Task goal: Render every line of the records below as a Markdown table with the columns "No." and "Entry", numbering each row in order. Omit blank lines and the pictures.

Data section:

begin

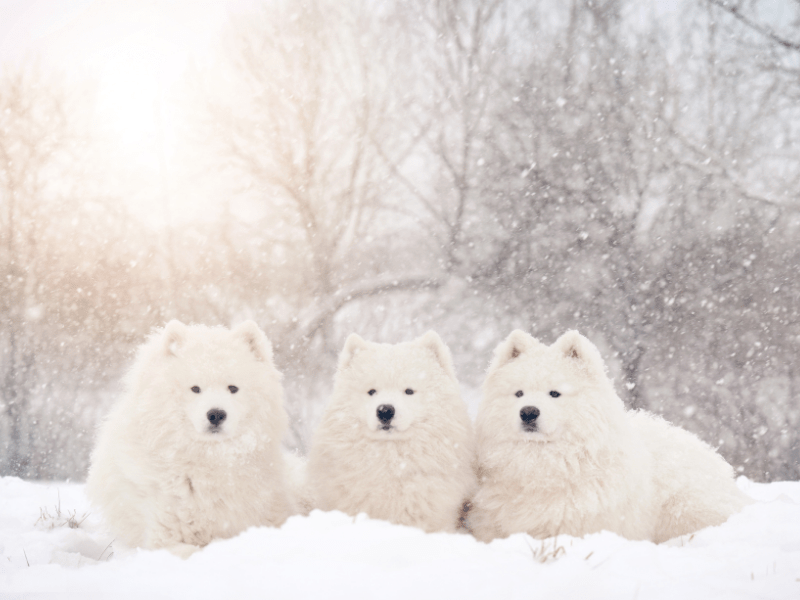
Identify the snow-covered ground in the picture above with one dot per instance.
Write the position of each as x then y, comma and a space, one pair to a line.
756, 554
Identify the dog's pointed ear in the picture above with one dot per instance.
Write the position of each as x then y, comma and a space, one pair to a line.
518, 342
255, 340
578, 348
433, 342
352, 346
174, 337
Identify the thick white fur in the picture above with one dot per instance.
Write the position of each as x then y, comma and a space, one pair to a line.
161, 478
591, 465
421, 471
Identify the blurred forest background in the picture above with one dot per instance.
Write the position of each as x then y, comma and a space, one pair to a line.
626, 168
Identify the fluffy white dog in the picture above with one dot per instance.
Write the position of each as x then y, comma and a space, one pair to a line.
396, 441
192, 450
559, 454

end

Answer to this problem:
| No. | Entry |
|---|---|
| 1 | Identify the snow-covered ground in the picture above with one dot per instance. |
| 2 | Write the position of each as x then y, comma and a space, one pair to a line. |
| 3 | 756, 554 |
| 4 | Identify the dog's pointed ear in the picture above with one dot per instance. |
| 5 | Write the position of each as x then y, comma and a space, one pair to a line. |
| 6 | 518, 342 |
| 7 | 255, 340 |
| 8 | 578, 348 |
| 9 | 433, 342 |
| 10 | 352, 346 |
| 11 | 174, 337 |
| 12 | Identify the thick white fur in the picture above with one dot per instance. |
| 13 | Write the position of each as x then y, comma and a space, one pair to a line. |
| 14 | 161, 478 |
| 15 | 591, 465 |
| 16 | 421, 471 |
| 17 | Identify the blurred forest background in the picture above with one dot per instance. |
| 18 | Write the position of each as x then y, comma and a space, one pair to a line. |
| 19 | 626, 168 |
| 20 | Identify the fluffy white dog in the picture above with one dot per instance. |
| 21 | Write the position of each as x then y, comma and a space, one pair to a line. |
| 22 | 396, 441 |
| 23 | 192, 450 |
| 24 | 559, 454 |